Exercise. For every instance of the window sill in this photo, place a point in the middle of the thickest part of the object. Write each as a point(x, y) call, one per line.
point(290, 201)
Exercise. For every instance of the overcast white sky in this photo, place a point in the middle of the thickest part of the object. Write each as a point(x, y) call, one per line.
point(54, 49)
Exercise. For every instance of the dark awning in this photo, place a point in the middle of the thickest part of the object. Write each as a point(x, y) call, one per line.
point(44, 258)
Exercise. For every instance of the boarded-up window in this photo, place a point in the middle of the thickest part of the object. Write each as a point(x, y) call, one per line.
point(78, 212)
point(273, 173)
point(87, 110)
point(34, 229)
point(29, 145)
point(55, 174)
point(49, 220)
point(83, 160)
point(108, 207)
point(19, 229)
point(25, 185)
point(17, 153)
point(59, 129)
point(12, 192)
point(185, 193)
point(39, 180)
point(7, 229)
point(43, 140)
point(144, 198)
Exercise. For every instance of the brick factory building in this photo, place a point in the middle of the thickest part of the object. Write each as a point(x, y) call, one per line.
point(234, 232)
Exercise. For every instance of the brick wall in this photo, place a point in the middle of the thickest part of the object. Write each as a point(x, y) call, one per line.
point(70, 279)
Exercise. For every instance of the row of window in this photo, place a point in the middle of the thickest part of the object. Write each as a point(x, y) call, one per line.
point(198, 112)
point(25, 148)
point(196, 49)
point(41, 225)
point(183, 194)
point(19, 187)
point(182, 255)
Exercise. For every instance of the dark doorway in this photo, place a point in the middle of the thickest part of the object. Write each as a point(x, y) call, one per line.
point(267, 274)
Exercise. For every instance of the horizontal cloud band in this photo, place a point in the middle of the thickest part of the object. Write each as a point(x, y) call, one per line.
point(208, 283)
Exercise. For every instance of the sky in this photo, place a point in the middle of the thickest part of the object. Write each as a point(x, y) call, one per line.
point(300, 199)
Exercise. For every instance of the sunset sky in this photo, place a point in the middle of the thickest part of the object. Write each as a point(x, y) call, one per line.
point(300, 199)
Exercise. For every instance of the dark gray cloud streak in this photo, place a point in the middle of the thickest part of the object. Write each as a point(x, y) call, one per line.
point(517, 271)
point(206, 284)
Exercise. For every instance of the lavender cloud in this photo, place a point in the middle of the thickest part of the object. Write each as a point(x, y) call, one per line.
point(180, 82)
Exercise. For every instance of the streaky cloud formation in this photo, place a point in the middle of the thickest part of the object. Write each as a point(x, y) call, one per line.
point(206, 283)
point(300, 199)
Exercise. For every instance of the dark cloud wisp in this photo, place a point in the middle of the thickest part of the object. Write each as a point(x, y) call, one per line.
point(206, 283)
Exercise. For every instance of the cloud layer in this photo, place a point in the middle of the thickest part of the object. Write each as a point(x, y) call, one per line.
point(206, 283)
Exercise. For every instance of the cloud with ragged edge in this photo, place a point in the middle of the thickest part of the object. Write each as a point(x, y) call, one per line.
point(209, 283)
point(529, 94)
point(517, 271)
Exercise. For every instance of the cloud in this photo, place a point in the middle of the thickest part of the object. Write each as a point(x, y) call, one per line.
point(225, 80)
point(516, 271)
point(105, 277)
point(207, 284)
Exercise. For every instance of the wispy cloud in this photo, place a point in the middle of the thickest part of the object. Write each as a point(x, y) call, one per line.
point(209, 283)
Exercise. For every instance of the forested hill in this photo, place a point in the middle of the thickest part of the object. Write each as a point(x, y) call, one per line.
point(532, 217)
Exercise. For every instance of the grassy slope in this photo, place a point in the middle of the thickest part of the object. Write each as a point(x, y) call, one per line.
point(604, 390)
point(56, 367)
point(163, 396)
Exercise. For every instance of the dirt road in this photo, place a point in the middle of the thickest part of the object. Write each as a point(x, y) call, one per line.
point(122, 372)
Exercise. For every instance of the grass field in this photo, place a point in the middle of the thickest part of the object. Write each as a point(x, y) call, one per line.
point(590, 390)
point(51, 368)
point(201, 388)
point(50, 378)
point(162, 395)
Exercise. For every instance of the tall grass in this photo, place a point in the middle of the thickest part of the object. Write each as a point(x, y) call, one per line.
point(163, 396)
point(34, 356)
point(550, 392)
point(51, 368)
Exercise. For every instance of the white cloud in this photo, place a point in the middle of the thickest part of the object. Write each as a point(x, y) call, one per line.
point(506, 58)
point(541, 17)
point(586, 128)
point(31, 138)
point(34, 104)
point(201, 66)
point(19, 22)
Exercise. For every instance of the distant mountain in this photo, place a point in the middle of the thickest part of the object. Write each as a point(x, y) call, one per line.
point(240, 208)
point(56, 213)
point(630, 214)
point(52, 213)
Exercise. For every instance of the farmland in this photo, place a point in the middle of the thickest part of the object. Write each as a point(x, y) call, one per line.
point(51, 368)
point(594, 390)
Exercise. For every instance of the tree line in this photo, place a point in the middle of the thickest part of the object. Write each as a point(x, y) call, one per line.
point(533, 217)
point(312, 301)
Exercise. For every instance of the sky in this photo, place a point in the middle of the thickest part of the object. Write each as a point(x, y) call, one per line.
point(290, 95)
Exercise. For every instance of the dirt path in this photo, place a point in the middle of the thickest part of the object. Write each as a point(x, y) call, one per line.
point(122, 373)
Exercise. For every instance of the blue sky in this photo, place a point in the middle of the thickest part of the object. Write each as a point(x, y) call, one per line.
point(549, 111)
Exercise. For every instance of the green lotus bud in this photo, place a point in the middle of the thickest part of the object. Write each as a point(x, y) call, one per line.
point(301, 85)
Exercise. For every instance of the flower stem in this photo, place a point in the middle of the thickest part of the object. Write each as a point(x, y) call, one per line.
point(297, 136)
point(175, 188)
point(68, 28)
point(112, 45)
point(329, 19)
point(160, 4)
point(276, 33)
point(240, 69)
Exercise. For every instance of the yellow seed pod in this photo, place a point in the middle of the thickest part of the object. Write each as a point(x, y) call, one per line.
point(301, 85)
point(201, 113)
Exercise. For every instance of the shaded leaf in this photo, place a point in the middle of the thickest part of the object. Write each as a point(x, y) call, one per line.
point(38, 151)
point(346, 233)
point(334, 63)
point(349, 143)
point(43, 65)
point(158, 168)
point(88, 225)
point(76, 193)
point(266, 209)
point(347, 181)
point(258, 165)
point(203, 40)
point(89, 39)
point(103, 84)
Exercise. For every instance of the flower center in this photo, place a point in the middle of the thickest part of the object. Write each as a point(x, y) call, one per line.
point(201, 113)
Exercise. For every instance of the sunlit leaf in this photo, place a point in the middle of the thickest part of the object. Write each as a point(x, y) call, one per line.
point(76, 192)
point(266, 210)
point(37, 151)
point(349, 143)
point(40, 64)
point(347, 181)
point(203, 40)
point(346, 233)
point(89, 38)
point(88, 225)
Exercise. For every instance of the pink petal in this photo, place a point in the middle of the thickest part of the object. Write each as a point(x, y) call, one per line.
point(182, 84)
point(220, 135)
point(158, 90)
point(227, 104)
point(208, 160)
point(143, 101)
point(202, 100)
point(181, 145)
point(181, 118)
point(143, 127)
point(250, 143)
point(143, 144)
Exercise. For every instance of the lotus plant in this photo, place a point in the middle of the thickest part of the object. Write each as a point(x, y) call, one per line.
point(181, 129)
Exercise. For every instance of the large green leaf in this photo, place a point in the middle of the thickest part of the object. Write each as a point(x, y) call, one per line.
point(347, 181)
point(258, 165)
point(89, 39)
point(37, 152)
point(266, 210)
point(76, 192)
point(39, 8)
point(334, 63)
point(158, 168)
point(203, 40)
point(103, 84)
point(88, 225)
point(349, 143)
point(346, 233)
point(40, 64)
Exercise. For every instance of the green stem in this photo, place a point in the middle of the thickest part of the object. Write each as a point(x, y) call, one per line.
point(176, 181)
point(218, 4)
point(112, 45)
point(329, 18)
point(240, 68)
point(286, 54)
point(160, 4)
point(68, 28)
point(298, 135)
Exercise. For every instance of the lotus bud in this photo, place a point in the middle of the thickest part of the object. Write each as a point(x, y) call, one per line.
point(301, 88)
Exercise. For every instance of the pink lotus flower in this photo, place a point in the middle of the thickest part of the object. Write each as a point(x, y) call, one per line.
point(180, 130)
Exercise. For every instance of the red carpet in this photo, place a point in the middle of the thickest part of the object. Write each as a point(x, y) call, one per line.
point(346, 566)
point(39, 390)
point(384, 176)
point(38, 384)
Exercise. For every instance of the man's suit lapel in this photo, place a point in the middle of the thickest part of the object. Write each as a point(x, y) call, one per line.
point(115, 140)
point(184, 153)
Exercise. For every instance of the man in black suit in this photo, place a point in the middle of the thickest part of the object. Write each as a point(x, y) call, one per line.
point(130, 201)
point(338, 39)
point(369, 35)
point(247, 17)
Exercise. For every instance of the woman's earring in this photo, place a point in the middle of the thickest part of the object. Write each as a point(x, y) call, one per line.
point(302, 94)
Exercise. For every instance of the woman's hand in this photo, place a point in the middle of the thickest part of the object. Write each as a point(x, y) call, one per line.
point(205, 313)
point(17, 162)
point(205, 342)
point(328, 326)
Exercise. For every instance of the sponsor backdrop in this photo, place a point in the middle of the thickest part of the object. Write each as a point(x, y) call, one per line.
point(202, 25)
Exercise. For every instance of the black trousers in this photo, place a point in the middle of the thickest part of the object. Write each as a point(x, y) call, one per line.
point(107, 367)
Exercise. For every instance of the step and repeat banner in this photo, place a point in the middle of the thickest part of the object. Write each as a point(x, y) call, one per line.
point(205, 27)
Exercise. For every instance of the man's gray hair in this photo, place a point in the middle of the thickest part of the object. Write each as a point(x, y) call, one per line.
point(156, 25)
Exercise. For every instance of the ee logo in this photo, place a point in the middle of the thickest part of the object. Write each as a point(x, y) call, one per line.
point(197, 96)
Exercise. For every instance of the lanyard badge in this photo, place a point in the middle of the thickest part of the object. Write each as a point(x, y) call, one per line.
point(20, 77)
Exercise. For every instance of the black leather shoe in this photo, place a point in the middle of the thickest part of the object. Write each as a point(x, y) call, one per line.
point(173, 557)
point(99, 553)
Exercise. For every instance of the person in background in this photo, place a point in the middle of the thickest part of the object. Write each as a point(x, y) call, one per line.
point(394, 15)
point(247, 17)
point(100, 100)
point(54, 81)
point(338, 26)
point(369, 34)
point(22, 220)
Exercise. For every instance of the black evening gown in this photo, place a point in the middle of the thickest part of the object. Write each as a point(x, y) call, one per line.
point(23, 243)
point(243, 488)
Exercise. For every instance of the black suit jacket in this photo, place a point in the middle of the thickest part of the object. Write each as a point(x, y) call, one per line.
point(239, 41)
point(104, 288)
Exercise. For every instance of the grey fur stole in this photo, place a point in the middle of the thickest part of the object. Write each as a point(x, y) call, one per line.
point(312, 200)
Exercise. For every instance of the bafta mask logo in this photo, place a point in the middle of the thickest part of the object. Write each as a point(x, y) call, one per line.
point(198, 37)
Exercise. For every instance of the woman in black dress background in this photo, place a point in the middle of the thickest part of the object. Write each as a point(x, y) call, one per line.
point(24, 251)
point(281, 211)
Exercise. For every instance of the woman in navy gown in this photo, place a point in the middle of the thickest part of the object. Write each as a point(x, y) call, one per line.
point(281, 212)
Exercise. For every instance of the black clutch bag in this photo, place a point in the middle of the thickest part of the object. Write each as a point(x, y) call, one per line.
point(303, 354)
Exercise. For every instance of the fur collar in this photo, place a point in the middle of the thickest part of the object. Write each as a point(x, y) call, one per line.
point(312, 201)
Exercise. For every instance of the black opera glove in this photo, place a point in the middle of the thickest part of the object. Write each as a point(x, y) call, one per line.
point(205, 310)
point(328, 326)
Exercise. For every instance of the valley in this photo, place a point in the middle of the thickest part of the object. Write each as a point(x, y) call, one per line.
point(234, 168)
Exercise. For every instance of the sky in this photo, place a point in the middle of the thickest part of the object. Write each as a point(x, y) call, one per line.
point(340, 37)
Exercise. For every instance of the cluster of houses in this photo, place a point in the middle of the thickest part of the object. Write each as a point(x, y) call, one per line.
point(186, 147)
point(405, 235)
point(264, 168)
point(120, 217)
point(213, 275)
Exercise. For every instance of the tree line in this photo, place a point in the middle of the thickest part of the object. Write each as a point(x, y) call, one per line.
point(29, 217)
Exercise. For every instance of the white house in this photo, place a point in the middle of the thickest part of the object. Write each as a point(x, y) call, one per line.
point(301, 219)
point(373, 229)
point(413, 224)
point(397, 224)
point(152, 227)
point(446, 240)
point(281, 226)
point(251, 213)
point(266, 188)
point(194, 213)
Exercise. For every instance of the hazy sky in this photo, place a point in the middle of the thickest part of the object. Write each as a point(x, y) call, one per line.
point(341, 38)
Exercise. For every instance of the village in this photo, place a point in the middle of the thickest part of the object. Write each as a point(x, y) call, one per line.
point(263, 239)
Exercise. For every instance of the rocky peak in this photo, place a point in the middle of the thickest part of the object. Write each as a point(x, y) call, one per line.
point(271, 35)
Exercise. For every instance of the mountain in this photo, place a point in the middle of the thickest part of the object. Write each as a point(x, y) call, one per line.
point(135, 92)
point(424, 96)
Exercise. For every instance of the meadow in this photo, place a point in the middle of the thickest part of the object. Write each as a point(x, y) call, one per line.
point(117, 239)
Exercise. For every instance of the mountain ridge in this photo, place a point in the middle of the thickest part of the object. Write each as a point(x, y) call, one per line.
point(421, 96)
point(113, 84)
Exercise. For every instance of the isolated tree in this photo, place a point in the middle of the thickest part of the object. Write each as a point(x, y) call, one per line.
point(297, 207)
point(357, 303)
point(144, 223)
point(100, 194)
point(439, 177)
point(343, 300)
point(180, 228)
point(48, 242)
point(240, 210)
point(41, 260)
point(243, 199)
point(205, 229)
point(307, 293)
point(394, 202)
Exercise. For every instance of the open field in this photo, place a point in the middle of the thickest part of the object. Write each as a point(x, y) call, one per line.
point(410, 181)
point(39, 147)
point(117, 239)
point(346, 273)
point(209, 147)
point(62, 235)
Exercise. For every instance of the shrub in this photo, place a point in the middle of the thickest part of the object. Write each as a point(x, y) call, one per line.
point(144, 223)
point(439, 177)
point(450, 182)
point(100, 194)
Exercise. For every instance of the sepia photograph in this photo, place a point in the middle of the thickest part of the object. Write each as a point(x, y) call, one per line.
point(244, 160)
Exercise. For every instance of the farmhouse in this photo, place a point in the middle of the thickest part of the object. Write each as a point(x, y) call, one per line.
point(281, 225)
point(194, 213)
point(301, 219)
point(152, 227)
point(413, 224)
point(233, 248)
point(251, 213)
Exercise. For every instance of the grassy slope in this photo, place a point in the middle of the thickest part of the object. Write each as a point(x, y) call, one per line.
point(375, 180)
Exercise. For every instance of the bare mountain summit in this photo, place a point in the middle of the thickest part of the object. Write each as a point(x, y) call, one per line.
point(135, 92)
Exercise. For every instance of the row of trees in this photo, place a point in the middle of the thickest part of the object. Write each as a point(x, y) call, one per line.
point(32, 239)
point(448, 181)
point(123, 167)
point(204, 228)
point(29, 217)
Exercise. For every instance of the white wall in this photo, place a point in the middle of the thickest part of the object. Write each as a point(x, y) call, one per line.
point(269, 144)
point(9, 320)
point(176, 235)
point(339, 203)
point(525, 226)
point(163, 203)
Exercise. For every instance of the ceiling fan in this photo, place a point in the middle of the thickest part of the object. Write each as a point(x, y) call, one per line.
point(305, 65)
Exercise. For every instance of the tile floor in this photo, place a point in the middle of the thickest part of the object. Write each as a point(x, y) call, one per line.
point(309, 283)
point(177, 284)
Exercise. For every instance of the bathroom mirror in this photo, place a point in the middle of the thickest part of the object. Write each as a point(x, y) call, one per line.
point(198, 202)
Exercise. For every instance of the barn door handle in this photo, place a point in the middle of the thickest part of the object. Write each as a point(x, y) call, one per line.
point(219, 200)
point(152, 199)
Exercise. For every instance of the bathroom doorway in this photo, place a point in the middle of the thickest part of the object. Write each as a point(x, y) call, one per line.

__Directions for this task__
Only the lines from the one containing "Exercise. For every instance of the white wall" through the end of the data above are wanted, both ends included; restate them word for word.

__Output for this exercise__
Exercise. For every instance of the white wall in this photo, place a point in the middle of the thickest part of the object. Write each as a point(x, y) call, one per line.
point(269, 144)
point(9, 320)
point(176, 235)
point(339, 203)
point(525, 226)
point(163, 203)
Exercise. For every instance of the ceiling fan in this photo, place a point in the middle of the thickest part of the object. Write each as a point(x, y) call, one per line.
point(305, 65)
Exercise. For every instance of the tile floor in this photo, place a point in the middle of the thickest part of the object. Write each as a point(x, y) call, one per line.
point(309, 283)
point(177, 284)
Exercise. For every instance of the bathroom mirror in this photo, place a point in the middle of the thickest part of the object. Write each as a point(x, y) call, one per line.
point(198, 202)
Exercise. For every instance of the barn door handle in this photo, place a point in the middle of the thickest part of the object. Write each as a point(x, y) call, one per line.
point(219, 200)
point(152, 199)
Exercise. For every instance of the bathroom doorway in this photo, place a point in the middle of the thickest part of the object. Write each as a point(x, y) call, one per line.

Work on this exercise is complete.